====== DATASET EXCERPTS

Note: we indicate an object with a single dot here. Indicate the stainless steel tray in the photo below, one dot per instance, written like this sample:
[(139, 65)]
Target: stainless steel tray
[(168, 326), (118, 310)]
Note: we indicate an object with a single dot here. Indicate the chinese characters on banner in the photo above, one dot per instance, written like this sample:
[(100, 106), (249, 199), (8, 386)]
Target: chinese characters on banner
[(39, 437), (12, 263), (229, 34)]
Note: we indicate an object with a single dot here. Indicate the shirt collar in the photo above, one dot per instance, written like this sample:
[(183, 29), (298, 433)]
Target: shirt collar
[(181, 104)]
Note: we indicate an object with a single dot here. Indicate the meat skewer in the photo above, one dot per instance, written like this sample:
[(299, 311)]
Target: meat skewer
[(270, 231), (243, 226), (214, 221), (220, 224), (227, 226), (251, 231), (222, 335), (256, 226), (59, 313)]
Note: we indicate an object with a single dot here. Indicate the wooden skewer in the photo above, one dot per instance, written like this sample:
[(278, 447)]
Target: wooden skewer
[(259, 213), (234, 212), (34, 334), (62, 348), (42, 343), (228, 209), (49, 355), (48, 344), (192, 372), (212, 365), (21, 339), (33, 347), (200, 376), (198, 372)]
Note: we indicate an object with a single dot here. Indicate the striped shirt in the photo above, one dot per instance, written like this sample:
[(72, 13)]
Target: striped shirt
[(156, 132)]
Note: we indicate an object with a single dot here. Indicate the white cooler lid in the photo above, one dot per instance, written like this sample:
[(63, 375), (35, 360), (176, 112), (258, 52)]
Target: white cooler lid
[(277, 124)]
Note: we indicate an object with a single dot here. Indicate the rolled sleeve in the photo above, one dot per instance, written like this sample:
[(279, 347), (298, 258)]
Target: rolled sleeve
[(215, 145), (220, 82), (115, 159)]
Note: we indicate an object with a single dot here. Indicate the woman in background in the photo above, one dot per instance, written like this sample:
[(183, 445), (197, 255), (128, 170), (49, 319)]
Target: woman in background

============

(WHAT YOU WILL DO):
Return, with no change at all, every line in the entries above from the line containing "Target: wooden skewer" through the line containing "[(63, 375), (35, 360), (176, 112), (258, 52)]".

(PROBLEM SOLUTION):
Target: wooden skewer
[(259, 213), (234, 212), (34, 334), (62, 348), (42, 343), (228, 209), (49, 355), (48, 344), (192, 372), (212, 365), (21, 339), (33, 347), (200, 376), (198, 372)]
Note: we indicate an object with a single dot here. Indicate the striped shirt in the photo above, one dot per instance, written like this sample:
[(72, 13)]
Target: striped shirt
[(156, 132)]
Note: we indicate an object with a single dot here. Indicate the white cooler lid in the photo above, one dot per instance, written like this sample:
[(63, 375), (35, 360), (176, 112), (258, 52)]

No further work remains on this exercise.